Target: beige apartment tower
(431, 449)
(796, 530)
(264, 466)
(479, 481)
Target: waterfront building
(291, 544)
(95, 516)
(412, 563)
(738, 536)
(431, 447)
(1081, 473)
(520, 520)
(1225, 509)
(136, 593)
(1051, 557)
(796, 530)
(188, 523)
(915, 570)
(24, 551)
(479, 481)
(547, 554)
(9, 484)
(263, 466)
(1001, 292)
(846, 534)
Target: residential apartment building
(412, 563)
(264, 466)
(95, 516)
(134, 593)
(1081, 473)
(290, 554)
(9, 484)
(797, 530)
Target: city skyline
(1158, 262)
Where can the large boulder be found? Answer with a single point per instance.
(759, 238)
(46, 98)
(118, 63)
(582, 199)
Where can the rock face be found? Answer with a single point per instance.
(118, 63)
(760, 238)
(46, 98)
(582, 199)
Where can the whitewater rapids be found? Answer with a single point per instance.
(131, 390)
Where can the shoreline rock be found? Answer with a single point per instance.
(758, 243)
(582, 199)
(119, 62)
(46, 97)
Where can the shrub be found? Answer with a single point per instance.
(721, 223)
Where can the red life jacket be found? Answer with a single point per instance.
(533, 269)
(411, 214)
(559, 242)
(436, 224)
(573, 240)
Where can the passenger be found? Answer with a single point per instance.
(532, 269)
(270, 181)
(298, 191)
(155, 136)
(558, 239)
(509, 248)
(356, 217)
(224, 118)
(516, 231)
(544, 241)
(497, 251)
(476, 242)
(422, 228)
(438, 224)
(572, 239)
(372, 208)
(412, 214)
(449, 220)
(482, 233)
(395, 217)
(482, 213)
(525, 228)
...
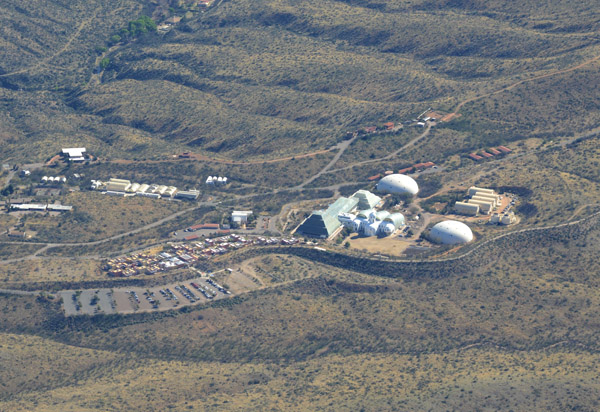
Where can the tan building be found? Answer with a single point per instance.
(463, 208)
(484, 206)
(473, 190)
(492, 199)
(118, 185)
---
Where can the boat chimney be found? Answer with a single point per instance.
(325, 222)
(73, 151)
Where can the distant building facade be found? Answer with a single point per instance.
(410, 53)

> _TASK DESCRIPTION_:
How many lines of the listing above contain the string "instance"? Case counts, and the reply should be the number alone.

> _COMPLETED TASK_:
10